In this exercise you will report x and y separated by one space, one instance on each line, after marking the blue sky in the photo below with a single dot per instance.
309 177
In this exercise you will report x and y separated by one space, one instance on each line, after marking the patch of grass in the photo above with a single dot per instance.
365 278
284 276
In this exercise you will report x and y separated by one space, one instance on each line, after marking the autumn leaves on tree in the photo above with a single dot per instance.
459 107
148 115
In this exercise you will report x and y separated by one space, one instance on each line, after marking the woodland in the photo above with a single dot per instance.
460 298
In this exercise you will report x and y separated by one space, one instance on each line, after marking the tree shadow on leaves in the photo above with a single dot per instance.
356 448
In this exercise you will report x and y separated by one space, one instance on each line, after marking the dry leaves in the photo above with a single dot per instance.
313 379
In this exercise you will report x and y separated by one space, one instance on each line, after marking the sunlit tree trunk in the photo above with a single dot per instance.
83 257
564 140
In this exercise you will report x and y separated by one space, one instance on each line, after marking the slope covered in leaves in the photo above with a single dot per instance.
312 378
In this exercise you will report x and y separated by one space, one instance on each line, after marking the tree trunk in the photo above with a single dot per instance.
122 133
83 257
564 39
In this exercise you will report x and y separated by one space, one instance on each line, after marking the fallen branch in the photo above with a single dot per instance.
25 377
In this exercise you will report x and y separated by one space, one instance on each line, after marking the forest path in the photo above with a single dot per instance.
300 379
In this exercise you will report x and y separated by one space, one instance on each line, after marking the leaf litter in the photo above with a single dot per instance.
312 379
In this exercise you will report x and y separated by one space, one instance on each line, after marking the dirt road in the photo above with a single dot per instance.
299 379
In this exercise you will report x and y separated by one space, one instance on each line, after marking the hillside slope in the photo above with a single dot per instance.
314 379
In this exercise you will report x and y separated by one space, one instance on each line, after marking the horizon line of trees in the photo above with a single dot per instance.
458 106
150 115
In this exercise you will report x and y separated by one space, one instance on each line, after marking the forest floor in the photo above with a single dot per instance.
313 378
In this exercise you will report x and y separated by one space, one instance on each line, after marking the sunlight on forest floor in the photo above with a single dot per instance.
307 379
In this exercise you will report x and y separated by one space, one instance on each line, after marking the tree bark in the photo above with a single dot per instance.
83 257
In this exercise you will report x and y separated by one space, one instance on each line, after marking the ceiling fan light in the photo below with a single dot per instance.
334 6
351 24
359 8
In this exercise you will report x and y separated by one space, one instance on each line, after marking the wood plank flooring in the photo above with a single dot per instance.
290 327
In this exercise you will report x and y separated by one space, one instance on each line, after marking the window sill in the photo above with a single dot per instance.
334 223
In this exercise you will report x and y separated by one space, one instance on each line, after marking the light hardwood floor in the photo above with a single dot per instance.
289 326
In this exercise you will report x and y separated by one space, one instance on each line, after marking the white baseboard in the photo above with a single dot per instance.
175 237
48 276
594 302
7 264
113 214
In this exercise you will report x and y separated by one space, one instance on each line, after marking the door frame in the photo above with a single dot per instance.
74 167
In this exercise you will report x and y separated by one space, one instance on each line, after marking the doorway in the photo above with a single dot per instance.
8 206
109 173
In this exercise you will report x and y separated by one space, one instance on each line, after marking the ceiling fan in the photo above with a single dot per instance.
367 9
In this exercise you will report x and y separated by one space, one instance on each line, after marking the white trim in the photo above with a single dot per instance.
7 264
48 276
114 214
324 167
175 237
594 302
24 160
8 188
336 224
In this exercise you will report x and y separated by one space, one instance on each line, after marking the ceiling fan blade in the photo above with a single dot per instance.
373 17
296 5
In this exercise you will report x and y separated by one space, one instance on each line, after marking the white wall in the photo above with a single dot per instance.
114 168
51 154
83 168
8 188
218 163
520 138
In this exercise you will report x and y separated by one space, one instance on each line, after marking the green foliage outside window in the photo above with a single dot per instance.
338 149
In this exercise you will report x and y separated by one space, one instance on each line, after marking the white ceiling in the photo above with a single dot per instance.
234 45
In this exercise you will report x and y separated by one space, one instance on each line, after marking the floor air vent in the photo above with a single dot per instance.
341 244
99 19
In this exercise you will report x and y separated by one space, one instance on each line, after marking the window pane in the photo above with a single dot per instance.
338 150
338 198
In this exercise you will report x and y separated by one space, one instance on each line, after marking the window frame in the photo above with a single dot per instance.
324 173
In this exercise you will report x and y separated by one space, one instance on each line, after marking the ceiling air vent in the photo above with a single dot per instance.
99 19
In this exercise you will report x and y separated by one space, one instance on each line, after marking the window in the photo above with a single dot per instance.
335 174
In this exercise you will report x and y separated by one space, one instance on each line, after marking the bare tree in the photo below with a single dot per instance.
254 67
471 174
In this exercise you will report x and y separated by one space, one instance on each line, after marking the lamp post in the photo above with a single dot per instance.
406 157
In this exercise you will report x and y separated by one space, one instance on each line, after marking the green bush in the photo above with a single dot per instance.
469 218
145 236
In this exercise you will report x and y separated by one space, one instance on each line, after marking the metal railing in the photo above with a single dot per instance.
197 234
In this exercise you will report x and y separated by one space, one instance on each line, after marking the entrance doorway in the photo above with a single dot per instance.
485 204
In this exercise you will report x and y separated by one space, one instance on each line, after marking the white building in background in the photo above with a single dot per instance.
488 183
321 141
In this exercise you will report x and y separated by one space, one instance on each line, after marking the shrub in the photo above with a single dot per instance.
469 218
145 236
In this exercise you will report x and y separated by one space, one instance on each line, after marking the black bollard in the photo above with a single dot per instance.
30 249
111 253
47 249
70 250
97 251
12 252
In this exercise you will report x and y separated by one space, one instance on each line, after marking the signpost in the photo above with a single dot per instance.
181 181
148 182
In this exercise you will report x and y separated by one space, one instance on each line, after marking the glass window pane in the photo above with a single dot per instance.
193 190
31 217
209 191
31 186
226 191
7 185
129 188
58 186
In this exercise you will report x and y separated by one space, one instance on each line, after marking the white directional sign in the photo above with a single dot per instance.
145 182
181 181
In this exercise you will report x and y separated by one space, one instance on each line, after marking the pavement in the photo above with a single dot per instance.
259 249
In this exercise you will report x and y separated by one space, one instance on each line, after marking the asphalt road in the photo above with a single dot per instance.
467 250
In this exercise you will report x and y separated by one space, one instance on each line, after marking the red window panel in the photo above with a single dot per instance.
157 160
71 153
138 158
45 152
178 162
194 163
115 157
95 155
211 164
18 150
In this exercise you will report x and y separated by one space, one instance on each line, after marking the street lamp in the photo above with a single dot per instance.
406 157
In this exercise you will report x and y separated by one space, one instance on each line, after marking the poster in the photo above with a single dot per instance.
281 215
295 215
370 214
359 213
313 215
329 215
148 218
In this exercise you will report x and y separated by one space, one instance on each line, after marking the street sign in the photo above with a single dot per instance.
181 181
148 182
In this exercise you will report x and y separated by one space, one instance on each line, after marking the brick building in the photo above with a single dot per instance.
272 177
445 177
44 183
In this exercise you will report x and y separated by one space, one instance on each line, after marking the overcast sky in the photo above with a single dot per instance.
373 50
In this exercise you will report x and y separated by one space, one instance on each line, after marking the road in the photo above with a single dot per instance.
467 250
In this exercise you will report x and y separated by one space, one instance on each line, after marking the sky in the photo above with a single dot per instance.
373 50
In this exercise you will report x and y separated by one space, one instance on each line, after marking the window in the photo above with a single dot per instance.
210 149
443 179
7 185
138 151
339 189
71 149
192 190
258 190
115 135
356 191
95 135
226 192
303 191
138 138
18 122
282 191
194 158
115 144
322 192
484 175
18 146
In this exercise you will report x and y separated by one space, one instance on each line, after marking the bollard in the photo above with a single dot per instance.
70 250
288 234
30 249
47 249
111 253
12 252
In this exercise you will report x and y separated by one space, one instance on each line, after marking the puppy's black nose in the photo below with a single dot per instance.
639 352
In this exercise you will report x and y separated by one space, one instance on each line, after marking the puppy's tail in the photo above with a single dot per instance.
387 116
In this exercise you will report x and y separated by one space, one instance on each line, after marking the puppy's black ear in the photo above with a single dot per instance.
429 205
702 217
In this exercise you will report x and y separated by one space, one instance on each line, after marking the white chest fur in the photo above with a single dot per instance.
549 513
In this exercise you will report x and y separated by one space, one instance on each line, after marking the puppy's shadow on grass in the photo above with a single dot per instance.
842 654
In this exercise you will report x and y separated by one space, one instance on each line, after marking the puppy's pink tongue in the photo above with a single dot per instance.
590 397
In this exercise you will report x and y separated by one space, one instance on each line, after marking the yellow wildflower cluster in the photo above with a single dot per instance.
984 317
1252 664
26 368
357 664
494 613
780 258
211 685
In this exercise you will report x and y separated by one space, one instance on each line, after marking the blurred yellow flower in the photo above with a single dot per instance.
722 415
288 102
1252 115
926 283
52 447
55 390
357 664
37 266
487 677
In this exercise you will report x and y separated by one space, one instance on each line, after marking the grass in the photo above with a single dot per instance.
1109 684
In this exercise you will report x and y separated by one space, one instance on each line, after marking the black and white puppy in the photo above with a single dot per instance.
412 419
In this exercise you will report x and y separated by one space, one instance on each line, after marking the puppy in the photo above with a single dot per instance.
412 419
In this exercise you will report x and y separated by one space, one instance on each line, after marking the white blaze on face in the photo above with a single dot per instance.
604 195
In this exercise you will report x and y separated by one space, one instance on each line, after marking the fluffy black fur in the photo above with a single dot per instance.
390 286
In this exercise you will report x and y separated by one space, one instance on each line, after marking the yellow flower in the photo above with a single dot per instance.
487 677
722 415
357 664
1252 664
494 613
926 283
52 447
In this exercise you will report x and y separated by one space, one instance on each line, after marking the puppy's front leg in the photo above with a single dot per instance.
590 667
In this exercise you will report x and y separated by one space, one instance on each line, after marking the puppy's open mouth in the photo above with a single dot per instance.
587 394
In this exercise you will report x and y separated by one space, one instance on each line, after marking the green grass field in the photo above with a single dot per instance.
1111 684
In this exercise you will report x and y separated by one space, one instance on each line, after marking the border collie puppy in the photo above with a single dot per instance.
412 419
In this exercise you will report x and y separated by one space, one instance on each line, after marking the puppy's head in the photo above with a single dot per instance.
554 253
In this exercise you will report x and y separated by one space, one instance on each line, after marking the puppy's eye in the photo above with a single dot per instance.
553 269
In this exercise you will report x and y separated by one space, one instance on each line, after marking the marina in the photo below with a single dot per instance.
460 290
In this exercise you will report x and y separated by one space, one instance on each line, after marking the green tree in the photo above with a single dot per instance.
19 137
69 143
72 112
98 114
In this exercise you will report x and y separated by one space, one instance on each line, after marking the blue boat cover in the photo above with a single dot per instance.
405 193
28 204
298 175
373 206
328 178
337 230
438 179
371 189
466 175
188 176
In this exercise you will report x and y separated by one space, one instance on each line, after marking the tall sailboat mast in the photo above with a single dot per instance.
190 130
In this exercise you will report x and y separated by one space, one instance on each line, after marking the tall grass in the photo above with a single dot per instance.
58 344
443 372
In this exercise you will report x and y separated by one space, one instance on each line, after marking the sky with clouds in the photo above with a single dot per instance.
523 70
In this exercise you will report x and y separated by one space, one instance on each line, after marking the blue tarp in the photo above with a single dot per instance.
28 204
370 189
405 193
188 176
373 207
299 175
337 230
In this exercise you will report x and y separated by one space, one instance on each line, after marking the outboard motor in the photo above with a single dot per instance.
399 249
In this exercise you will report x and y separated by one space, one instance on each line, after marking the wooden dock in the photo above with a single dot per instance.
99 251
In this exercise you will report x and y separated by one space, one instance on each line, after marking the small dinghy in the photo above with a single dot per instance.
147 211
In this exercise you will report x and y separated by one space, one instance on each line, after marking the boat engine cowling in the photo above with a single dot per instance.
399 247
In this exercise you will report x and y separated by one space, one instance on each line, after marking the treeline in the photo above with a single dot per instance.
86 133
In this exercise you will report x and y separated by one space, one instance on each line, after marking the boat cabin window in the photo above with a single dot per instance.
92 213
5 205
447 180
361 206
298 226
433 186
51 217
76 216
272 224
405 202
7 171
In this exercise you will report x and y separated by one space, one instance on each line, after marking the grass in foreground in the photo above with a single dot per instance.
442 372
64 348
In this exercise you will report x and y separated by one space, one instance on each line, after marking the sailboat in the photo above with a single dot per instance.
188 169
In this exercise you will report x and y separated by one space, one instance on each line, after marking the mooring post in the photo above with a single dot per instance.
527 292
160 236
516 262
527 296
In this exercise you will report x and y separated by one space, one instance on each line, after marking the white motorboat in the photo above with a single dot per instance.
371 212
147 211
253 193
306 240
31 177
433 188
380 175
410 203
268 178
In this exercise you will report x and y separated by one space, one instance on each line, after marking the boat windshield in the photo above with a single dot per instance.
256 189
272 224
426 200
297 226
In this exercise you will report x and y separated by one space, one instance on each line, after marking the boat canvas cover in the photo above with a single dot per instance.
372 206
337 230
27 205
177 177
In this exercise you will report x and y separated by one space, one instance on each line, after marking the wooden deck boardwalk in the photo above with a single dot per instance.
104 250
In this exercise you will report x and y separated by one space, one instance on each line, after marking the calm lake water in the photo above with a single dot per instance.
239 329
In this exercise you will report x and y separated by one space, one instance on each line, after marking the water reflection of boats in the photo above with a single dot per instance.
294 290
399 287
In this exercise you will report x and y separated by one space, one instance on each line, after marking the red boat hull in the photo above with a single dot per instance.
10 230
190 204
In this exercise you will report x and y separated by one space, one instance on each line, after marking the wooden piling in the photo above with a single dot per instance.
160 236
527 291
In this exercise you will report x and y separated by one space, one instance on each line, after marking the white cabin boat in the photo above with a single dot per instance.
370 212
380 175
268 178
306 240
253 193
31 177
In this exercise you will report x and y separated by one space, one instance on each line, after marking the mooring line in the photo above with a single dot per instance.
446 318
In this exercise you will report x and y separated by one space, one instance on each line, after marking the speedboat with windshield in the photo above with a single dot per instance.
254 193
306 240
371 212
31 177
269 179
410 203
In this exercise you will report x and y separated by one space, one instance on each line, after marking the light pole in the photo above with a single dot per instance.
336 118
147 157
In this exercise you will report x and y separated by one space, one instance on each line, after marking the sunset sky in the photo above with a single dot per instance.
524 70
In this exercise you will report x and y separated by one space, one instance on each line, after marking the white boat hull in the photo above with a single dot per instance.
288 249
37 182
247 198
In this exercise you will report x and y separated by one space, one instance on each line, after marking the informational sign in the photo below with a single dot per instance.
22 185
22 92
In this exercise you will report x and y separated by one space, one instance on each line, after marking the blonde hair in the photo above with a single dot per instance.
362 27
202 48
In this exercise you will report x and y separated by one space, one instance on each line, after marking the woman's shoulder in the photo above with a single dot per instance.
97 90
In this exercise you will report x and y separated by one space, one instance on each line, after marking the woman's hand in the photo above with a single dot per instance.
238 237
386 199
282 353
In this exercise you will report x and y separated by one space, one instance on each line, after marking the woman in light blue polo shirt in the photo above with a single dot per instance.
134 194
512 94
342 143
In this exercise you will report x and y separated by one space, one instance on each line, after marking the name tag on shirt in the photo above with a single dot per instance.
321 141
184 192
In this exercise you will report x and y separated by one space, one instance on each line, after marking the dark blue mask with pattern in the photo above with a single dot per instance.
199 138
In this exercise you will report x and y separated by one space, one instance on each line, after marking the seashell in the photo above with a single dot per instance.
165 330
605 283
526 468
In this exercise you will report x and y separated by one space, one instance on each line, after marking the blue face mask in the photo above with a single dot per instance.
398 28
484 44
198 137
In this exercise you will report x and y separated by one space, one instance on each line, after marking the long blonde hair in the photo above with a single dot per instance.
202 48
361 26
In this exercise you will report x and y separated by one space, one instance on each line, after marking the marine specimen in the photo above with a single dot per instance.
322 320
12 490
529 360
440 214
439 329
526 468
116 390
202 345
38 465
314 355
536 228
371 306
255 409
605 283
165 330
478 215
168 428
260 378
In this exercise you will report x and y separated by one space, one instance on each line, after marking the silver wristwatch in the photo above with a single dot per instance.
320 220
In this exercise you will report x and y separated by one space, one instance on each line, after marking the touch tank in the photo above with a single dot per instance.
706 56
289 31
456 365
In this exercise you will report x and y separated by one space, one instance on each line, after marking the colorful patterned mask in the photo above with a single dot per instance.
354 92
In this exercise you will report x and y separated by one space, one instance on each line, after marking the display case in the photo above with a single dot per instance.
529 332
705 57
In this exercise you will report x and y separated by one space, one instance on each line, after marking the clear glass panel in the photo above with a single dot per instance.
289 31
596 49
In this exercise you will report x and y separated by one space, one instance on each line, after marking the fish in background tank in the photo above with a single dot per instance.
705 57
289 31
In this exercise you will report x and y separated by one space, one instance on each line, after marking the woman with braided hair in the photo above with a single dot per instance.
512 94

○ ○ ○ ○ ○ ○ ○

The lines to quote run from the one containing "marking the display" through the final line of the material above; please give them exactly, both ends included, and nothing else.

In this exercise you will report x and y separated by one space, one instance on each line, after marking the display case in the photo above with a single dot per instance.
529 332
705 57
In this exercise you will report x and y separated by one space, one instance on each line, after marking the clear glass panel in the photo above with a single dot per instance.
289 31
596 49
In this exercise you will report x and y separated by one space, one instance on each line, after marking the fish in background tank in the photo above with a single dot per instance.
705 57
289 31
In this exercise you will report x and y separated by one space, one instance on each line, after marking the woman with braided hair in the photo above with a single dot per instance.
512 94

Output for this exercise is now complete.